- **DATA FOR THE TASK**:
★ ★ ★
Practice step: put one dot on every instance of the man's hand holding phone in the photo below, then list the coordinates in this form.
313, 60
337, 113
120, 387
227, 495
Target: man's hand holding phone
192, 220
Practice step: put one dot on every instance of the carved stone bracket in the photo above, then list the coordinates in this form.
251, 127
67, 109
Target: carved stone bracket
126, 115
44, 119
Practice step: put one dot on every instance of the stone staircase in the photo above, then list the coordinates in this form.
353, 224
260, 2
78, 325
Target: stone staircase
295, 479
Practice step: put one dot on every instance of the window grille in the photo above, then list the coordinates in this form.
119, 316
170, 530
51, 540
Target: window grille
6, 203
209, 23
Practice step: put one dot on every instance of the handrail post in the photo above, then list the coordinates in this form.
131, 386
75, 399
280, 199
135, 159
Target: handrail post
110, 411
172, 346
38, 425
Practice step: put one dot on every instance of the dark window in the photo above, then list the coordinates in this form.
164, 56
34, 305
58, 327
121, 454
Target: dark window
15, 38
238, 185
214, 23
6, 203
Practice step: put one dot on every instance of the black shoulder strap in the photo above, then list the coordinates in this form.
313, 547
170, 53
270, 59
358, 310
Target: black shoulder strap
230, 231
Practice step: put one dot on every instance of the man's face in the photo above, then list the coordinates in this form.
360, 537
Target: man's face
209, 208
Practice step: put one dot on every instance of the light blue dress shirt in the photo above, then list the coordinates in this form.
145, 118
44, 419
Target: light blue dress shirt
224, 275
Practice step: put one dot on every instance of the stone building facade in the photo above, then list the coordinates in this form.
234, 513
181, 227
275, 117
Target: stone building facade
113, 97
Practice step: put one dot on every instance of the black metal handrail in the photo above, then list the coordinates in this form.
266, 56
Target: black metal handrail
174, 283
★ ★ ★
- **GIVEN EXERCISE**: Starting at the line that contains "the man's face" and continuing through the end of the data, rewrite those lines with "Target" swapped for "Label" and nothing else altered.

- **THE RESULT**:
Practice step: put one dot on every instance of the man's face in the photo above, then list the coordinates in this form.
360, 537
Label: man's face
209, 208
Practice step: put one dot on every instance of the light blue dress shirt in the photo above, then list the coordinates in this form.
145, 118
44, 419
Label: light blue dress shirt
224, 275
Practice step: put one dot on every instance of the stone building facade in the photo above, then list the coordinates in this form.
234, 513
181, 227
275, 117
Label: stone building facade
113, 97
Practice step: put one dot on every instance of the black metal handrail in the photo above, then list the coordinates in this form.
266, 56
Label: black metal handrail
174, 283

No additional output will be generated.